● Activity: Verbatim transcription with images omitted: return the entries below in full.

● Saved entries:
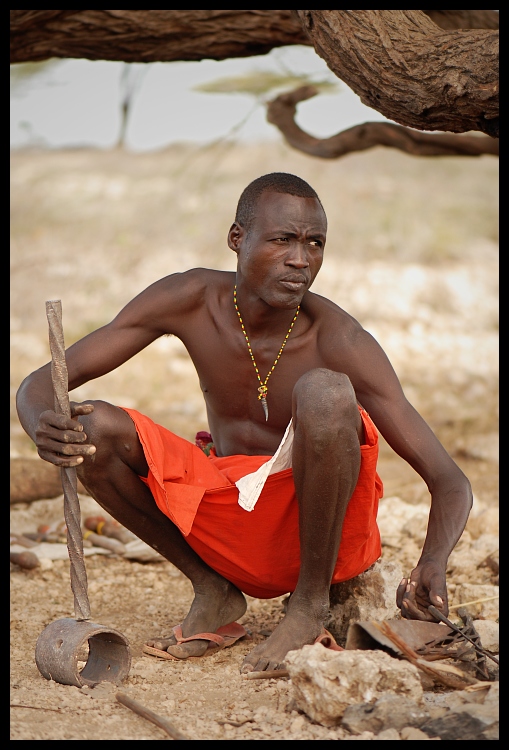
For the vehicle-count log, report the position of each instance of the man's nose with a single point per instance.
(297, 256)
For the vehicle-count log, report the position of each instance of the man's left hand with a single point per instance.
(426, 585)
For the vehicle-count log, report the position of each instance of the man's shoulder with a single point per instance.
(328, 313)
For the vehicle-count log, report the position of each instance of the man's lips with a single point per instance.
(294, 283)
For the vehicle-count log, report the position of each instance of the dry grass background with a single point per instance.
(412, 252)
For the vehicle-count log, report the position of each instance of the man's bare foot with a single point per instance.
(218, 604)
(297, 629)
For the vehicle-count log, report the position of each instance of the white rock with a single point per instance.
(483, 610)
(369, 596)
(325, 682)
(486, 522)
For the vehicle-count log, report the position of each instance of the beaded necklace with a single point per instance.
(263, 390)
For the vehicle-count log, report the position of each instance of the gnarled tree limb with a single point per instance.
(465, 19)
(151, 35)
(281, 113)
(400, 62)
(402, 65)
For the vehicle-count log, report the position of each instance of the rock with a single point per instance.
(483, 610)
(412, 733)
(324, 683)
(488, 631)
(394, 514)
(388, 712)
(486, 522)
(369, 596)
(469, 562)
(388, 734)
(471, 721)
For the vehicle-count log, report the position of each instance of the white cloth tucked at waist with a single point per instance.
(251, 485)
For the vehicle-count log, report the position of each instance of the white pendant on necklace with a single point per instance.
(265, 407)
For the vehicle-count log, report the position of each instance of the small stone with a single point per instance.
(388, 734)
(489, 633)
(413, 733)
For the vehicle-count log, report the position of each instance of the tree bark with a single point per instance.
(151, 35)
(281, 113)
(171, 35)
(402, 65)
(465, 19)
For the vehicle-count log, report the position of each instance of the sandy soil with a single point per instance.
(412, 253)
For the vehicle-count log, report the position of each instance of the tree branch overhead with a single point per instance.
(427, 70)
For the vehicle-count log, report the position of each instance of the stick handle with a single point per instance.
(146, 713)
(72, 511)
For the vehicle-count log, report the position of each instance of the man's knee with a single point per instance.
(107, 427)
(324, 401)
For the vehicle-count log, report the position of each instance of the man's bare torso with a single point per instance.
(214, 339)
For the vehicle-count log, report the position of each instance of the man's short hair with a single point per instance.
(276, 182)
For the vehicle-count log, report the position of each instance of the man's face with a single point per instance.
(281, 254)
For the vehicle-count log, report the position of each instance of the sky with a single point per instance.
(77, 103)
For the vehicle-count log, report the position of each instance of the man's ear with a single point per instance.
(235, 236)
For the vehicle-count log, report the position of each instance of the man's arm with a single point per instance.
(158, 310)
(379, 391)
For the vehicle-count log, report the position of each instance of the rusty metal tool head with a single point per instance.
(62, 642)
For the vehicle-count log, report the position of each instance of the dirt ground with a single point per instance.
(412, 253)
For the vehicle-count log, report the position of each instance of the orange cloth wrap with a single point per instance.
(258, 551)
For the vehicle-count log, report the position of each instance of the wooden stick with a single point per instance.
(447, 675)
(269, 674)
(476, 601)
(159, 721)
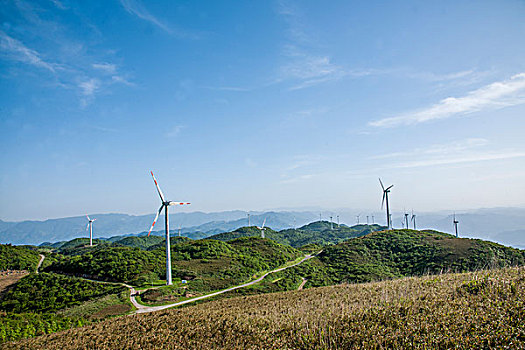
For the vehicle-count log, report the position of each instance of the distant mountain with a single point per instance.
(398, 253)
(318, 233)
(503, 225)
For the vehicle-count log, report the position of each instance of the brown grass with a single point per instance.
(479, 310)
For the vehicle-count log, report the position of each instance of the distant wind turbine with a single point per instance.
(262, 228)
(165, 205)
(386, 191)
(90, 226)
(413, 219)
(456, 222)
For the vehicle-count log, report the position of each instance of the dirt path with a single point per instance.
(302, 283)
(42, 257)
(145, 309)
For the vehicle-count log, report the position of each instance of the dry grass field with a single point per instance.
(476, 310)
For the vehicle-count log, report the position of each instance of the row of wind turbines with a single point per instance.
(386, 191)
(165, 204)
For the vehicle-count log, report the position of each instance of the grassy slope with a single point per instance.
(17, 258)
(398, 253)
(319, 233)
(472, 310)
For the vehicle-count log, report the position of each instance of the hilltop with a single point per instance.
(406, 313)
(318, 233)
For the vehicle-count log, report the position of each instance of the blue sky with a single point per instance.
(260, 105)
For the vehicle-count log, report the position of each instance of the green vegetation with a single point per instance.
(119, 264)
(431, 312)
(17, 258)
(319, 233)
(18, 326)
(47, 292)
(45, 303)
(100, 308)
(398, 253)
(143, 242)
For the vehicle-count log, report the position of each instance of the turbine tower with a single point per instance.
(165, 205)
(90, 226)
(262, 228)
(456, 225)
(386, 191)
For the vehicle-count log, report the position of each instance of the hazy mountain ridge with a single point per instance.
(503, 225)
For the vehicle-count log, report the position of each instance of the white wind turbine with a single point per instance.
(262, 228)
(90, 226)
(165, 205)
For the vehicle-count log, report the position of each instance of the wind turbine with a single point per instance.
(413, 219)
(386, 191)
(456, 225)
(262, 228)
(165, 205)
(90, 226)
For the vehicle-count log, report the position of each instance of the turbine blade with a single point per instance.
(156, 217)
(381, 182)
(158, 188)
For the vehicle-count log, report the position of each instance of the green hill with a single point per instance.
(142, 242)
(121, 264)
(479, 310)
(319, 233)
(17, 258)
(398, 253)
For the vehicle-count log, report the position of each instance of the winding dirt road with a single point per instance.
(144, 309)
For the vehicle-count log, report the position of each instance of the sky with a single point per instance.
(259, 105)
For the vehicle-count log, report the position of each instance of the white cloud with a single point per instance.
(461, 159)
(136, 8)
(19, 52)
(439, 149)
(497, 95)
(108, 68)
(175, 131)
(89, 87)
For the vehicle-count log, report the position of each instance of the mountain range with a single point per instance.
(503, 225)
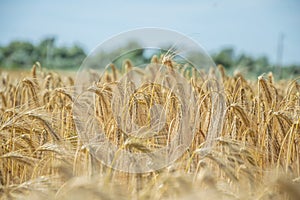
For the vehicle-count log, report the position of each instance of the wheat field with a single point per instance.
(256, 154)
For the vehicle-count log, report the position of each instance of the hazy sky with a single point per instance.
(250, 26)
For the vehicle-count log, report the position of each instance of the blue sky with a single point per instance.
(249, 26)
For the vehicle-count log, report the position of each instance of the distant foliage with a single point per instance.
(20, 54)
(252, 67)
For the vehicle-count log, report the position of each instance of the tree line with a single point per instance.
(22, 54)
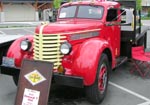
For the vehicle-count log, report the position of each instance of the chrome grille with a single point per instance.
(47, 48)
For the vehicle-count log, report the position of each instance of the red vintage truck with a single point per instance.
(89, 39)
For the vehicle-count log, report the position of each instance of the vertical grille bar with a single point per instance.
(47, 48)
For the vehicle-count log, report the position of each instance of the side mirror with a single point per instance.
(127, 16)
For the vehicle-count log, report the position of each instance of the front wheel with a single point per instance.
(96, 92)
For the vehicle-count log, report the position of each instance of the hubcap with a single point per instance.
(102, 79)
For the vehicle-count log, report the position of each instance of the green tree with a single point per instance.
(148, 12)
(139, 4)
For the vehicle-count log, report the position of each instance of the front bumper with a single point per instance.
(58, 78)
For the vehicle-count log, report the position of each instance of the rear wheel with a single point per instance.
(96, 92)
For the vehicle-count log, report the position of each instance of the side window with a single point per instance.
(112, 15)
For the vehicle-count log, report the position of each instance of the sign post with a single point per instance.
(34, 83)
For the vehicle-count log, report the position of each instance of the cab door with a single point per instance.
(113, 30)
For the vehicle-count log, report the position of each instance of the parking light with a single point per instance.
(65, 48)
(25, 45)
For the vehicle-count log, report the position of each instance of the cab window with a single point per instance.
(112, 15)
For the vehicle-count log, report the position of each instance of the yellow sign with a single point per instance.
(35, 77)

● Written answer:
For the vehicle-count log, report the position of each instance of the man's nose with a single point per instance.
(297, 256)
For the vehicle-count log, report the position of each instance of the man's left hand with a single point per instance.
(426, 585)
For the vehicle-count log, report the position of each instance of the man's shoulder with a single point per instance.
(328, 313)
For the vehicle-count log, report the position of each instance of the man's lips with a single point per instance.
(294, 283)
For the vehicle-count log, report the position of each instance of the dry grass background with a single point per instance.
(412, 252)
For the vehicle-count log, report the position of each instance of the man's bare foot with a single point per instance.
(218, 604)
(297, 629)
For the vehicle-count log, report the position of each instance of the white rock with a single point per instance.
(483, 610)
(369, 596)
(325, 682)
(486, 522)
For the vehicle-count log, report the position of each instance of the beaded necklace with a single point per instance.
(263, 390)
For the vehicle-count log, report the position of each instance of the gnarled tree limb with a single point per instance.
(465, 19)
(151, 35)
(281, 113)
(400, 62)
(402, 65)
For the vehicle-count log, report the position of each instance of the rock with a single point per instance.
(483, 610)
(412, 733)
(324, 683)
(488, 631)
(394, 514)
(388, 712)
(486, 522)
(369, 596)
(469, 562)
(388, 734)
(471, 721)
For the vehicle-count log, report the position of each instance of the white cloth tucked at waist with a single point per instance.
(251, 485)
For the vehicle-count log, report the position of each instance of the white pendant on necklace with a single point per instance.
(265, 407)
For the vehicle-count log, report the position of each instance of the small stone with a single point per instance.
(388, 734)
(489, 633)
(413, 733)
For the vehicle-count log, report the position of each instance of the tree bark with a single point per instance.
(151, 35)
(281, 113)
(171, 35)
(402, 65)
(465, 19)
For the vehicle-count log, report the position of each instance of the sandy soil with a single point per instance.
(412, 253)
For the vehicle-count log, report the position of each instance of the tree branch overhead with a single point per instance.
(427, 70)
For the vehicle-count log, report the position of each instance of the stick handle with a single point per instance.
(146, 713)
(72, 511)
For the vehicle-count log, report the position of each instance of the man's knee with a single point per instance.
(107, 427)
(324, 401)
For the vehicle-count log, report the position of each instance of the man's bare torso with a single point per instance.
(214, 339)
For the vehicle-count log, report the position of each instance of the man's short hair with a single point per instance.
(276, 182)
For the vehicle-count log, report the position of each instance of the man's face with a single point per instance.
(281, 254)
For the vehicle-count log, report the position of each instance of the sky with a single point per instance.
(77, 103)
For the vehicle-count log, report the position of each instance of the man's ear with a single point per instance.
(235, 236)
For the vehicle-count log, report the position of each instance of the man's arm with a single point per instance.
(158, 310)
(379, 391)
For the vehicle-count log, report the position of each instance of the rusty metal tool head with a single point per instance.
(62, 642)
For the vehicle-count log, report the position of each instance of the dirt ground with a single point per instance.
(412, 253)
For the vehicle-count log, report the position of each instance of the orange cloth wrap with a single point per instance.
(258, 551)
For the vehicle-count log, report the position of each instance of the wooden stick with a single point per instance.
(447, 675)
(269, 674)
(476, 601)
(159, 721)
For the vehicle-count log, report the position of each instance of the distant mountain with a single point per instance.
(398, 253)
(318, 233)
(503, 225)
For the vehicle-count log, report the position of each instance of the brown grass with a single point per instance.
(479, 310)
For the vehicle-count log, report the position of each instance of the distant wind turbine with a single point per instance.
(262, 228)
(165, 205)
(386, 191)
(90, 226)
(413, 219)
(456, 222)
For the vehicle-count log, report the position of each instance of the dirt path with a single point per instance.
(302, 283)
(42, 257)
(145, 309)
For the vehicle-count log, report the position of each instance of the dry grass field with a single point per instance.
(476, 310)
For the vehicle-count log, report the position of each instance of the row of wind turbines with a single point per instance.
(386, 191)
(165, 204)
For the vehicle-count log, report the position of each instance of the grassy slope with a single point per instance.
(17, 258)
(398, 253)
(319, 233)
(472, 310)
For the vehicle-count log, report the position of each instance of the hilltop with a single point per instance.
(406, 313)
(318, 233)
For the vehicle-count log, report the position of each instance of the blue sky with a single point per instance.
(260, 105)
For the vehicle-count log, report the position of each instance of the green vegetation with a single point per instance.
(119, 264)
(431, 312)
(17, 258)
(319, 233)
(18, 326)
(47, 292)
(45, 303)
(100, 308)
(398, 253)
(143, 242)
For the vehicle-count log, report the position of each instance of the turbine tower with a single point per instance.
(165, 205)
(90, 226)
(262, 228)
(456, 225)
(386, 191)
For the vehicle-count log, report the position of each instance of the hazy mountain ridge with a single point per instance.
(503, 225)
For the vehicle-count log, report the position of each instance of the white wind turbine with a single point per instance.
(262, 228)
(90, 226)
(165, 205)
For the vehicle-count log, report the position of each instance of the wind turbine with a single point per instance.
(413, 219)
(386, 191)
(456, 225)
(262, 228)
(165, 205)
(90, 226)
For the vehicle-count log, report the position of each instance of the turbine blade with a single point per instance.
(156, 217)
(381, 182)
(158, 188)
For the vehicle-count log, report the position of each instance of the green hill with a single point per instance.
(142, 242)
(121, 264)
(479, 310)
(319, 233)
(17, 258)
(398, 253)
For the vehicle-count log, report the position of each instance of the winding dirt road with a single point per instance.
(144, 309)
For the vehicle-count log, report the position of each instance of the sky with a single point per instance.
(259, 105)
For the vehicle-count log, report the position of each instance of the white cloud with a single point per instance.
(461, 159)
(136, 8)
(19, 52)
(439, 149)
(497, 95)
(108, 68)
(175, 131)
(89, 87)
For the vehicle-count log, report the position of each instance of the mountain range with a single point per instance.
(503, 225)
For the vehicle-count log, report the position of each instance of the wheat field with a single point per instance.
(256, 154)
For the vehicle-count log, report the position of each instance of the hazy sky with a single point per instance.
(250, 26)
For the vehicle-count log, report the position of each instance of the blue sky with a single point per instance.
(249, 26)
For the vehicle-count log, report the position of each instance of the distant foliage with a single point per instance.
(20, 54)
(252, 67)
For the vehicle-count log, report the position of each instance of the tree line with a single point per instance.
(22, 54)
For the vehicle-count log, report the position of each instance of the chrome grille with a single point per instance.
(47, 48)
For the vehicle-count log, report the position of each instance of the red vintage truck with a single point per instance.
(89, 39)
For the vehicle-count log, report the position of each instance of the vertical grille bar with a single point per instance.
(47, 48)
For the vehicle-count log, report the position of each instance of the side mirror with a single point per instance.
(127, 16)
For the vehicle-count log, report the position of each instance of the front wheel with a single point per instance.
(96, 92)
For the vehicle-count log, report the position of each instance of the hubcap with a single point per instance.
(102, 79)
For the vehicle-count log, report the position of each instance of the green tree with a single point per instance.
(148, 12)
(139, 4)
For the vehicle-count log, report the position of each instance of the front bumper with a single point per instance.
(58, 78)
For the vehicle-count log, report the position of each instance of the rear wheel with a single point per instance.
(96, 92)
For the vehicle-count log, report the position of each instance of the side window with a single point per instance.
(112, 15)
For the vehicle-count log, report the position of each instance of the sign post with a single point per instance.
(34, 83)
For the vehicle-count log, report the position of each instance of the cab door with a single point per instance.
(113, 30)
For the vehicle-count log, report the position of each instance of the parking light with a single point per instance.
(65, 48)
(25, 45)
For the vehicle-count log, report the position of each instance of the cab window with a single point per instance.
(112, 15)
For the vehicle-count log, report the position of each instance of the yellow sign with a single point per instance.
(35, 77)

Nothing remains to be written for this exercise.